### REQUIRED ACTION
When you reach the records below, output every one exactly as written but leave out any pictures.
EXTRACTED ENTRIES Block Start
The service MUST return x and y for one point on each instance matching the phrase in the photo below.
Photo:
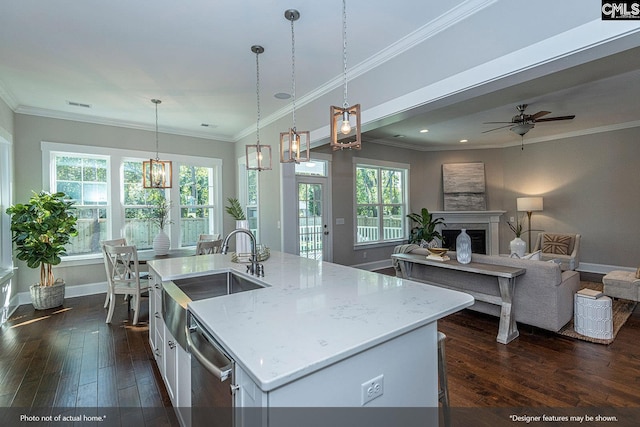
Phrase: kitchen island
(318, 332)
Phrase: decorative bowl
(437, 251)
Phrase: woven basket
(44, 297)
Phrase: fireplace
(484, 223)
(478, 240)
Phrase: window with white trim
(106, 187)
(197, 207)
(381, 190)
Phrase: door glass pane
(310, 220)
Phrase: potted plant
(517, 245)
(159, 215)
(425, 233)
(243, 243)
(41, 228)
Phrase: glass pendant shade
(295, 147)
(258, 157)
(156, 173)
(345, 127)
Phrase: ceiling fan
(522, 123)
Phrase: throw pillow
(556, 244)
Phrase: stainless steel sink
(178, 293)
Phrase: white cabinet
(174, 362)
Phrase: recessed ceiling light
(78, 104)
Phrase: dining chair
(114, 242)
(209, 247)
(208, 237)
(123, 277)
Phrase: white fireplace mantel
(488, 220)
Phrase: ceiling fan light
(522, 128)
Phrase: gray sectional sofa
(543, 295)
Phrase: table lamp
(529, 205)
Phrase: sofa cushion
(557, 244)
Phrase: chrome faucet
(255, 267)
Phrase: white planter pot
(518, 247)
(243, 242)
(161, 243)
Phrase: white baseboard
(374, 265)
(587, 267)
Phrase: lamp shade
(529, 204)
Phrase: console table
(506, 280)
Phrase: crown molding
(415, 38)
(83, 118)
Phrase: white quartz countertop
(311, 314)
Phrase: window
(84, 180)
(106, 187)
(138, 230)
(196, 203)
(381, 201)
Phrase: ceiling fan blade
EXTRACTED ENTRIES Block End
### ANSWER SPACE
The service MUST return x and y for one point on each instance matching the phrase in the photo below.
Photo:
Phrase: kitchen island
(318, 332)
Phrase: decorative bowl
(437, 251)
Phrase: woven basket
(44, 297)
Phrase: fireplace
(484, 223)
(478, 240)
Phrase: window with white trim
(106, 187)
(197, 207)
(381, 190)
Phrase: door glass pane
(310, 220)
Phrase: potted plant
(517, 245)
(159, 215)
(425, 233)
(243, 243)
(41, 228)
Phrase: glass pendant shade
(295, 147)
(258, 157)
(156, 173)
(345, 127)
Phrase: ceiling fan
(522, 123)
Phrase: throw pillow
(556, 244)
Phrase: stainless steel sink
(178, 293)
Phrase: white cabinet
(174, 362)
Phrase: recessed ceiling light
(78, 104)
Phrase: dining chair
(114, 242)
(209, 247)
(208, 237)
(123, 277)
Phrase: white fireplace mantel
(488, 220)
Phrase: ceiling fan light
(522, 128)
Phrase: gray sectional sofa
(543, 295)
Phrase: table lamp
(529, 205)
Phrase: sofa cushion
(557, 244)
Phrase: chrome faucet
(255, 267)
Phrase: white planter pot
(518, 247)
(243, 242)
(161, 243)
Phrase: white baseboard
(374, 265)
(587, 267)
Phrase: lamp shade
(529, 204)
Phrase: console table
(506, 280)
Phrase: crown molding
(415, 38)
(83, 118)
Phrase: white quartz countertop
(311, 314)
Phrase: window
(84, 180)
(106, 187)
(138, 230)
(196, 203)
(381, 201)
Phrase: ceiling fan blade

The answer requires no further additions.